Passage provided:
* * *

Animal Model Explains the Origins of
the Cranial Dystonia Benign Essential Blepharospasm
Research Update

by
Craig Evinger, Ph.D.
Departments of Neurobiology & Behavior, and Ophthalmology
State University of New York at Stony Brook, NY

Web page created on July 12, 1997


The (Clinical) Workshop that BEBRF sponsored in Bethesda, MD a few years ago completely reorganized my thinking about the causes of benign essential blepharospasm. We now have an animal model of blepharospasm that was based on our ideas about how blepharospasm might arise in humans (included in the following article). We have even started some promising drug treatments that appear to eliminate reflex blepharospasm in our rat model of reflex blepharospasm in Parkinson's Disease.

Modeling two brain changes which we believe cause benign essential blepharospasm (BEB) in humans, Drs. EJ. Schicatano, M.D. Basso and I recently reported producing blepharospasm in rats (Animal Model Explains the Origins of the Cranial Dystonia Benign Essential Blepharospasm, I. Neurophysiol. 77:2842-2846, 1997). We hypothesize that two typical characteristics of human BEB, that people are at least 50 when it first appears and the presence of "dry eye," illustrate the two prerequisites of developing BEB. We identified the first requirement, the "permissive condition," in our studies of reflex blepharospasm. Our studies of "dry eye" identified the second prerequisite, the "initiating condition."

* * *

Extracted information:
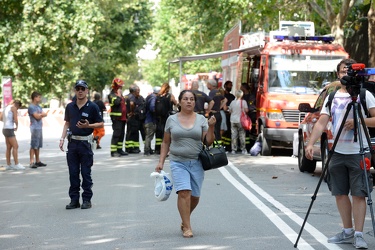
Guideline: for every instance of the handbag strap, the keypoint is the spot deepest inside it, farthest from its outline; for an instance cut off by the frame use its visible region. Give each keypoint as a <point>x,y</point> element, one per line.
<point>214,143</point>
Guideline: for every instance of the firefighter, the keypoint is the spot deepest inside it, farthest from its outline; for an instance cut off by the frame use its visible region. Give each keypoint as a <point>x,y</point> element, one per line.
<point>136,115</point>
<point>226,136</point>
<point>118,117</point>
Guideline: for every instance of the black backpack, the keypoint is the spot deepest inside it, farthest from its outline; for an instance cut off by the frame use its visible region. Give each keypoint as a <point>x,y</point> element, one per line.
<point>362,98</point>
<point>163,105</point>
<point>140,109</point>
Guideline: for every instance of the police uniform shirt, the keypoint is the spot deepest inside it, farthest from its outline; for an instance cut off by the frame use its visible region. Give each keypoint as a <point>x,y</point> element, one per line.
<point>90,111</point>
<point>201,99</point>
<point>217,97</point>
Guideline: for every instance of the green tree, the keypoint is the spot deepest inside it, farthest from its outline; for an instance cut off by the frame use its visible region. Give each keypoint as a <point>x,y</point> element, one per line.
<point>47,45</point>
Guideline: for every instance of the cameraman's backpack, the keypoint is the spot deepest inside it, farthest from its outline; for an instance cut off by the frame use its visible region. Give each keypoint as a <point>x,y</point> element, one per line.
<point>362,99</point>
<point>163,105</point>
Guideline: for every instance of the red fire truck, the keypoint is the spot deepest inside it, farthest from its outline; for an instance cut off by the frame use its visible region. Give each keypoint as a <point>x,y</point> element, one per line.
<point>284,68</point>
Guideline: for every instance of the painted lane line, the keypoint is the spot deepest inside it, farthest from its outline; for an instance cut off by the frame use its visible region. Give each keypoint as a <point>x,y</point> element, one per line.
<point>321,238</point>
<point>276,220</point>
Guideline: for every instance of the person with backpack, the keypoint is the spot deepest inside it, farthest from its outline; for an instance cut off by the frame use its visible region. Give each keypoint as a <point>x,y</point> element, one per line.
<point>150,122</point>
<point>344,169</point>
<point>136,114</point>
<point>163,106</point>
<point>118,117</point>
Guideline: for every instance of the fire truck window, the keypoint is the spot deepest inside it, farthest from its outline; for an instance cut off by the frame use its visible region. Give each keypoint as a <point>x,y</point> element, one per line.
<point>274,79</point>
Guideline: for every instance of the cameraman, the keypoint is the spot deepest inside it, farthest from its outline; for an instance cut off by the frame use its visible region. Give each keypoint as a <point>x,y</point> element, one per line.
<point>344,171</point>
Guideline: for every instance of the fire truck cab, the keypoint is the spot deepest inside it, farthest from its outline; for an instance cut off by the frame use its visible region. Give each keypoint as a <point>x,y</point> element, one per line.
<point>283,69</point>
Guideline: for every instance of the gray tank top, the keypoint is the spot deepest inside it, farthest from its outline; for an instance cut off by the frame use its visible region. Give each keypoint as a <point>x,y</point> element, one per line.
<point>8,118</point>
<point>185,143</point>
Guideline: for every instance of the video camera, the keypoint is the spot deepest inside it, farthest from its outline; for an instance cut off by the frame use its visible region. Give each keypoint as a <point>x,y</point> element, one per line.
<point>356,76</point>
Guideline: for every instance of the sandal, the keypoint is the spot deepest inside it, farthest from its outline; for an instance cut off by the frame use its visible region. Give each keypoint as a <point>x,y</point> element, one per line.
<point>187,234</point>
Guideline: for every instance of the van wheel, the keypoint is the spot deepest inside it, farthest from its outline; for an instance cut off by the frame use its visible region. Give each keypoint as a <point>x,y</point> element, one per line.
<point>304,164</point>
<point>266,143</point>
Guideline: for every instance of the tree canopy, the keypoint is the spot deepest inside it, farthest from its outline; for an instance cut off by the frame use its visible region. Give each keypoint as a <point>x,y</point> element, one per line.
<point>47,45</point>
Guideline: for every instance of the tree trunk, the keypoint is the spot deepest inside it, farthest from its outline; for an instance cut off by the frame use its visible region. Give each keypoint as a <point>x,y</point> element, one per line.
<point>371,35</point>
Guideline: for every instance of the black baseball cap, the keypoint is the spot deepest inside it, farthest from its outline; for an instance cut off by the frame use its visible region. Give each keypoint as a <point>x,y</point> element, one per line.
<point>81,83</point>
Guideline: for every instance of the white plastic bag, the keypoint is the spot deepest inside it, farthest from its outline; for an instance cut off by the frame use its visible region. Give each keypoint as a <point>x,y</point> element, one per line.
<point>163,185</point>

* * *

Explore the material:
(A) Answer these questions from the blepharospasm research update:
(i) In what city did the BEBRF-sponsored workshop take place?
(ii) According to the hypothesis, what is the minimum age at which people first develop benign essential blepharospasm?
(iii) Which prerequisite did the studies of "dry eye" identify?
(B) Resume the blepharospasm research update, picking up after its final sentence.

Answers for each item:
(A)
(i) Bethesda, MD
(ii) At least 50
(iii) The second prerequisite, the "initiating condition"

(B)
While investigating the reflex blepharospasm caused by Parkinson's disease, we found that a catastrophic loss of a specific brain chemical, dopamine, caused the region of the brain that regulates reflex blinking, the trigeminal complex, to be overly sensitive to blink evoking stimuli. This increased sensitivity did not cause the spontaneous spasms of lid closure associated with BEB, but touching the eyelid during an eye exam caused prolonged spasms of lid closure. While nowhere near as complete as the loss with Parkinson's disease, everyone loses some dopamine containing brain cells with normal aging. My studies with Dr. K. R. Peshori showed that this normal dopamine loss significantly increased the sensitivity of the trigeminal complex in people over 55 years of age. We reasoned that people who may develop BEB lose dopamine, or the neurons that manufacture dopamine, more rapidly than the average person but less rapidly than a person who will get Parkinson's disease. This excessive dopamine loss creates a "permissive condition" in the trigeminal complex. To mimic this "permissive condition" in rats, we destroyed a small number of neurons in the brain that manufacture dopamine.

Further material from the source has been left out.